[Items from a dataset]

* BEGIN *

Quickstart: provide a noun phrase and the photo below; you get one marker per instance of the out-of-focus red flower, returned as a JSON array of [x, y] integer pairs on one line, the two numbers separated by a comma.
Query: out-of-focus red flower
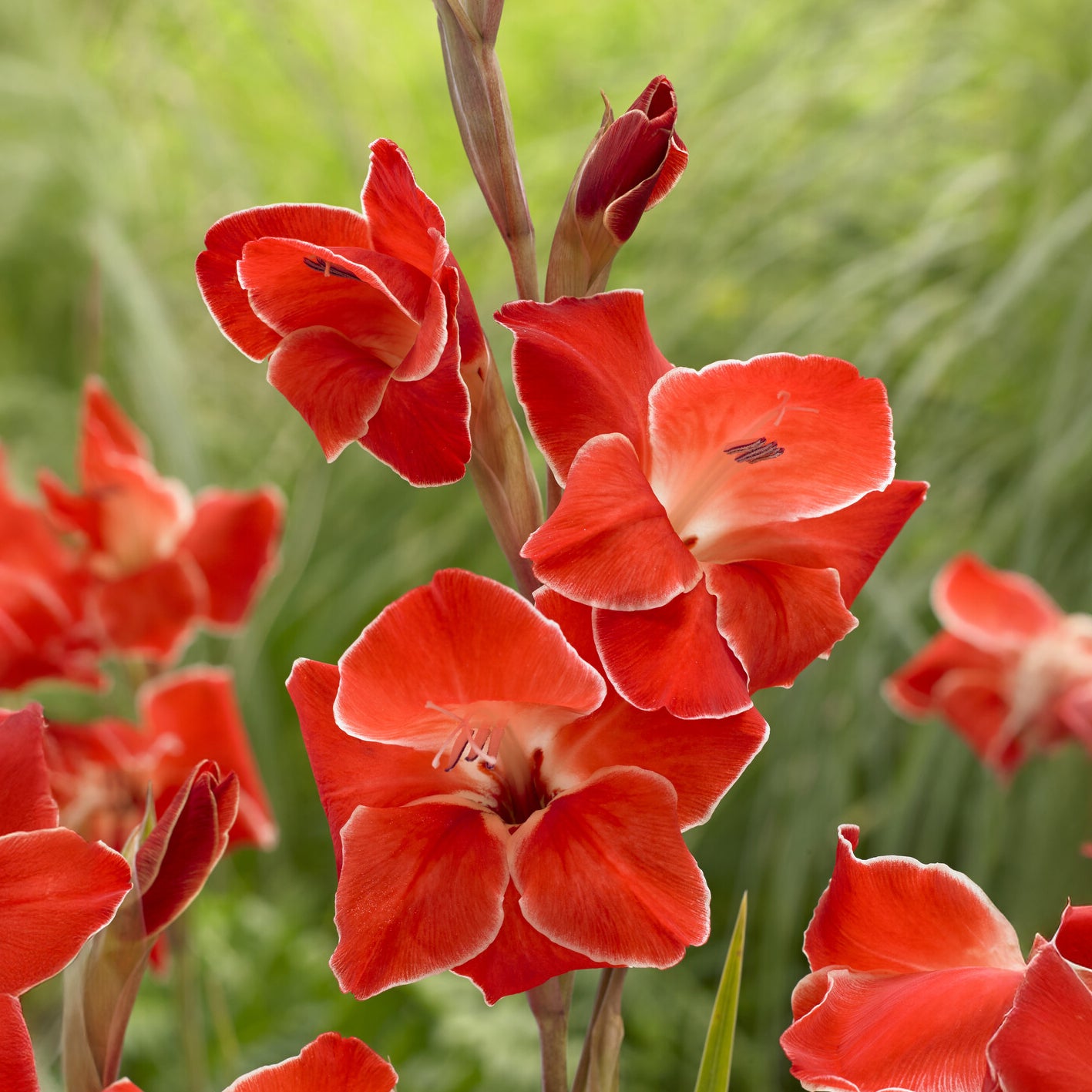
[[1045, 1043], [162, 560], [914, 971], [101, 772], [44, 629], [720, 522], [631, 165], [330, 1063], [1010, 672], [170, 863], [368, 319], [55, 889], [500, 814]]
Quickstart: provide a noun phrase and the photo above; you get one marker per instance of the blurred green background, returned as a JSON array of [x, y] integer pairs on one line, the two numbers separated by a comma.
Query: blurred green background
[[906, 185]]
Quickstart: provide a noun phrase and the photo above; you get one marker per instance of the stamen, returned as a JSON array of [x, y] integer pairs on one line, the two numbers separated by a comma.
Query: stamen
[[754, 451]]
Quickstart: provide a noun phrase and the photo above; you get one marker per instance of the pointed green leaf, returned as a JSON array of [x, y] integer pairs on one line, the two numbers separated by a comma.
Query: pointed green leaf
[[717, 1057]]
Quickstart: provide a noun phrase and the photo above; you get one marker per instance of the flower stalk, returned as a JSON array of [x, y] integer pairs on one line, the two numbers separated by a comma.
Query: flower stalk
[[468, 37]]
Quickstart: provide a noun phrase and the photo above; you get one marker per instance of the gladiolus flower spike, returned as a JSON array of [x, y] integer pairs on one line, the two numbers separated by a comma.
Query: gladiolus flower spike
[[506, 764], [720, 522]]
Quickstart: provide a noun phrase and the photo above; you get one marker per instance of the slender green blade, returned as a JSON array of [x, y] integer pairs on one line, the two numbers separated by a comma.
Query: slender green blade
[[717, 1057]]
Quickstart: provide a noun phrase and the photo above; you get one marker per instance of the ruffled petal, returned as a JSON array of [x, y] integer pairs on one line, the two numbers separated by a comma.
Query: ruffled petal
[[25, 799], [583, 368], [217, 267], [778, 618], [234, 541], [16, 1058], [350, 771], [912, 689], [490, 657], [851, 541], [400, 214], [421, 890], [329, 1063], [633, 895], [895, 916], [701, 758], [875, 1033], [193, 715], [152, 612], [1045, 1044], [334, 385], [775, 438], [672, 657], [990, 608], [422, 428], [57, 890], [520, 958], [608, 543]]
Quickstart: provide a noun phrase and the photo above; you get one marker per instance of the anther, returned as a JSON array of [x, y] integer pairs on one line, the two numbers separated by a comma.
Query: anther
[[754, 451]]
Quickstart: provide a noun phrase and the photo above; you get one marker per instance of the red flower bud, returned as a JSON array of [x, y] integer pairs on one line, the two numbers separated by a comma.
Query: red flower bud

* END *

To be done – Please change every "noun phrase" to "short description" in the records above, keeping everything else the same. Leave the pictures out of your version.

Response to the task –
Quickstart: provide a short description and the photo below; you get one marker per instance of the out-of-focus red flower, returned as a JSON array of [x, y] integer pairs on one line, the two numbers separated by a comma.
Query: out-of-focus red flower
[[1045, 1043], [162, 560], [914, 971], [101, 772], [44, 629], [720, 522], [631, 165], [330, 1063], [1010, 672], [170, 863], [368, 319], [55, 889], [500, 814]]
Quickstart: provide a short description and the photo above; you get one marker per instance of the blurred green background, returned as a JSON array of [x, y] integer pairs on one line, the two numbers separated by a comma.
Query: blurred green background
[[906, 185]]
Quickstart: provide a short description and the photo above; you get one marker per instance of the stamen, returned as a JSON array of [x, y] integer pairs on one line, the two numbers separated by a comma.
Query: stamen
[[754, 451]]
Quickstart: provide a short description and the photo above; you get one marker per instance of the pointed green leaf, returned as a JSON array of [x, y] integer pairs on one line, the two numbers separated by a comma.
Query: pointed green leaf
[[717, 1057]]
Quickstart: provide a short description and the photo above; you get one marker per instance of the flower stalk, returned as a JSON array of [x, y] integer pairs on one line, the two numbers separated by a comma.
Query: flower stalk
[[468, 37]]
Quickstart: provide a short description and the photo above; you get one marker per instance of the gladiolus flower spike, returned as a JSON array of [x, y] integer pairs on one line, the two numbers separated by a comma.
Query: gladiolus flower spike
[[506, 764], [720, 522]]
Quickstart: provide a short description and the photo above; you get one marker per instance of the slender green blade, returned as a JSON array of [x, y] integer pairs on one line, the two numbers separated by a comma.
Query: slender green blade
[[717, 1057]]
Quickstart: provide a short description and the photo above; you get one marker per instance of the ruffled petal, returned as a JSON array of [x, y] integer pairs on one line, the two numbers separated by a comma.
Query: ruffled petal
[[25, 799], [583, 368], [217, 267], [778, 618], [234, 541], [16, 1058], [350, 771], [912, 689], [490, 657], [851, 541], [400, 214], [421, 890], [329, 1063], [633, 895], [895, 916], [701, 758], [875, 1033], [193, 715], [152, 612], [1045, 1044], [334, 385], [775, 438], [672, 657], [990, 608], [422, 428], [57, 890], [520, 958], [608, 543]]
Quickstart: provide a short description and the photo above; you get one marker per instance of the anther, returned as a JSON array of [x, y] integer pairs on one line, the two numbers separated by a comma.
Query: anther
[[754, 451]]
Quickstart: provide a short description and the photo above; you get one marker per instance of the red flower bud, returned as a JSON array of [x, y] integer pairs on one line, the two numbers separated by a comma.
Query: red flower bud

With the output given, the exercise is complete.